#### Source records
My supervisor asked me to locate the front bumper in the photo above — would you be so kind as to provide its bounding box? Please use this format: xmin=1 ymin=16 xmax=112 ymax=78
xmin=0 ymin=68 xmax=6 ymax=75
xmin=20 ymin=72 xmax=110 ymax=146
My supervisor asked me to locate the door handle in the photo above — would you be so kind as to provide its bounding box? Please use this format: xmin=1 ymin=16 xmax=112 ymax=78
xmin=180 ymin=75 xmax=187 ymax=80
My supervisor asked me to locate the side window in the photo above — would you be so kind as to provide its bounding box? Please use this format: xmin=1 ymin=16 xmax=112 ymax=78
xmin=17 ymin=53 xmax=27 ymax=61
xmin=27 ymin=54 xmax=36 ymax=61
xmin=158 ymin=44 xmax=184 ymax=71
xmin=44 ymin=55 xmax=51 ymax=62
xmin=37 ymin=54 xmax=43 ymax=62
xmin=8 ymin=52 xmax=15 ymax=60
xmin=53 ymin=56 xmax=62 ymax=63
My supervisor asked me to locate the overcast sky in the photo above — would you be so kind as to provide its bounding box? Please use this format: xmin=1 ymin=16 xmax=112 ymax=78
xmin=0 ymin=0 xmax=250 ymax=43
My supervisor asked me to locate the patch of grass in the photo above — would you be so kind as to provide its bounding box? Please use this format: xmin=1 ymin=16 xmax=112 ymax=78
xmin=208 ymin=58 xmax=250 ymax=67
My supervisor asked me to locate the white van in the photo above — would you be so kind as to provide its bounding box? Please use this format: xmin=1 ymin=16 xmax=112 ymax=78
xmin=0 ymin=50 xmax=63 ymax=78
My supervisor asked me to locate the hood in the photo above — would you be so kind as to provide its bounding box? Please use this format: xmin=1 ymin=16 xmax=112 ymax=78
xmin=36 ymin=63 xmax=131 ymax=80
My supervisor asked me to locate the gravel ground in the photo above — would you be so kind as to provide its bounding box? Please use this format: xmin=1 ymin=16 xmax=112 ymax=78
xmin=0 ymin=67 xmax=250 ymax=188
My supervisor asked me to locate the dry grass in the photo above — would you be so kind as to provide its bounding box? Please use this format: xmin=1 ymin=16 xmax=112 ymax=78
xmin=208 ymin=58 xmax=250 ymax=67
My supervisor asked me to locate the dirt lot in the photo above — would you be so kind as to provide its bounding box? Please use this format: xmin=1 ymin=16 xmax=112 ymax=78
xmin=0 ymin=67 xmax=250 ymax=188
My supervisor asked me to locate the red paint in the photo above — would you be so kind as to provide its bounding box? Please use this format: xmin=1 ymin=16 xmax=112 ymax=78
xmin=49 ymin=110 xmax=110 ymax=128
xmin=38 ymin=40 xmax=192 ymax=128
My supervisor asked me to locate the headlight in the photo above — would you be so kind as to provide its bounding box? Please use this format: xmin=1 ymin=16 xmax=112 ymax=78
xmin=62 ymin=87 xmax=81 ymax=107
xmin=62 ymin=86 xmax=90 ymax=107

#### GIVEN TASK
Please rewrite the records from the start through the line that contains "xmin=36 ymin=63 xmax=131 ymax=80", that line included, and give only those lines. Keep the requests and their format samples as they are. Multiply each bounding-box coordinate in the answers by 0.3 and round to whole numbers, with halves rounded up.

#### CORRECT ANSWER
My supervisor asked me to locate the front bumper in the photo above — would you be so kind as to provide its bounding box? Please use this format: xmin=1 ymin=16 xmax=112 ymax=78
xmin=0 ymin=20 xmax=2 ymax=23
xmin=6 ymin=22 xmax=33 ymax=44
My supervisor asked me to locate the door handle in the photo above — would you be so kind as to provide its bounding box? Please use this format: xmin=1 ymin=16 xmax=112 ymax=78
xmin=54 ymin=23 xmax=56 ymax=24
My supervisor asked me to locate the side window in the photo above — would you be so kind as to provide its bounding box? Please use this format: xmin=1 ymin=16 xmax=112 ymax=78
xmin=5 ymin=16 xmax=8 ymax=18
xmin=8 ymin=16 xmax=11 ymax=18
xmin=47 ymin=13 xmax=55 ymax=21
xmin=13 ymin=17 xmax=15 ymax=19
xmin=11 ymin=16 xmax=13 ymax=19
xmin=2 ymin=16 xmax=5 ymax=18
xmin=16 ymin=17 xmax=19 ymax=19
My supervisor asked me to locate the overcast sky in the photo above — would you be so kind as to provide its bounding box? Please use this format: xmin=1 ymin=16 xmax=112 ymax=78
xmin=0 ymin=0 xmax=75 ymax=13
My supervisor asked me to locate the patch of grass in the photo above — would you be so kind as to provide its bounding box? Please use this format: xmin=1 ymin=16 xmax=112 ymax=78
xmin=62 ymin=17 xmax=75 ymax=20
My supervisor asked me to locate the white van in the photo above — would you be so kind as to provide its bounding box? Please use this format: xmin=1 ymin=16 xmax=112 ymax=78
xmin=0 ymin=15 xmax=19 ymax=23
My supervisor asked me to locate the hood in the photo above — would you be so kind as to provide its bounding box? Please use this format: xmin=1 ymin=16 xmax=112 ymax=78
xmin=11 ymin=19 xmax=39 ymax=24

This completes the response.